▶ **WORK ORDER 1**
Reproduce word for word the section of the passage about the writer's early life and birth from "Perhaps my longing" to "of the dead.".
▶ **WORK ORDER 2**
From the passage about the writer's early life and birth, list everything the doctors told the mother about the newborn.

▶ **SELECTED PASSAGE**
+++++
I was raised in a secular, non-observant but culturally religious home. I don't recall anyone in my family ever talking to me about God. When I was a small child I longed to know and learn more about the Jewish religion. I'm not sure why I wanted to have a connection to religion or to God. It was something that was always part of my DNA. The desire was ever present and yet always denied because of my parent's lack of religiosity.

Perhaps my longing to understand, know and experience the divine has something to do with the strange events surrounding my birth. From the time of my first breath, I had one foot in the world of the living and one foot in the realm of the dead.

My mother tells me that when I was born, the doctors told her it was unlikely that I would live. The doctors claimed I had meningitis and that the swelling of my brain would make me mentally retarded if I was lucky enough to recover. She was also told that I needed a complete blood transfusion; furthermore, the doctors said I would be unable to walk properly unless they broke both of my legs to reset them. At the time I was born, my mother was very young, just 19 years old, and in an abusive relationship with my father. So I'm not sure what her process was for making decisions, particularly the medical decision that had to be made when I was born, but for some reason she would not let the doctors break both of my legs, or give me a complete blood transfusion. I turned out not to have meningitis. Most newborns in 1963 did not recover from these kinds of medical complications. Much too everyone’s surprise, whatever was wrong with me, I lived.
+++++
▶ **DATA FOR REVIEW**
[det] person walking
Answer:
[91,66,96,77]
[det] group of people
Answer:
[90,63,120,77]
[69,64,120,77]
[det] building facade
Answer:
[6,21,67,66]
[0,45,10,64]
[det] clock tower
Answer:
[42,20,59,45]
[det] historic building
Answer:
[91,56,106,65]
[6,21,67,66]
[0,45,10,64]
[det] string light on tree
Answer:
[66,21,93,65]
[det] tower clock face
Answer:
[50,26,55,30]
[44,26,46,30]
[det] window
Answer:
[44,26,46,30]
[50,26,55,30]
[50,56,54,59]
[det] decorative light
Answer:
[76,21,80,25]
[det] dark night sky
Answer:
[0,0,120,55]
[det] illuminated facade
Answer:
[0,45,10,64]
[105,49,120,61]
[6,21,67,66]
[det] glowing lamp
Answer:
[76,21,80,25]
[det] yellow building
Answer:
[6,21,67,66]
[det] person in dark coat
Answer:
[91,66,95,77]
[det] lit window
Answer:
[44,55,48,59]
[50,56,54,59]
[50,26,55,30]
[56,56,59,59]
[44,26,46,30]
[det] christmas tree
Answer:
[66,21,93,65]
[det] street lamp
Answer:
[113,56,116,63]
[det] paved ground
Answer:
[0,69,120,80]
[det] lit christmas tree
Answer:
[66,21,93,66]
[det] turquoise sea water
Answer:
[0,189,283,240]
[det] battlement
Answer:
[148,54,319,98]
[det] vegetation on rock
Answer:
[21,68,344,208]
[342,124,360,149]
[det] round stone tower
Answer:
+++++
▶ **EXPECTED OUTPUT 1**
Perhaps my longing to understand, know and experience the divine has something to do with the strange events surrounding my birth. From the time of my first breath, I had one foot in the world of the living and one foot in the realm of the dead.

▶ **EXPECTED OUTPUT 2**
- It was unlikely the baby would live.
- The baby had meningitis.
- The swelling of the brain would make the baby mentally retarded if the baby was lucky enough to recover.
- The baby needed a complete blood transfusion.
- The baby would be unable to walk properly unless they broke both legs to reset them.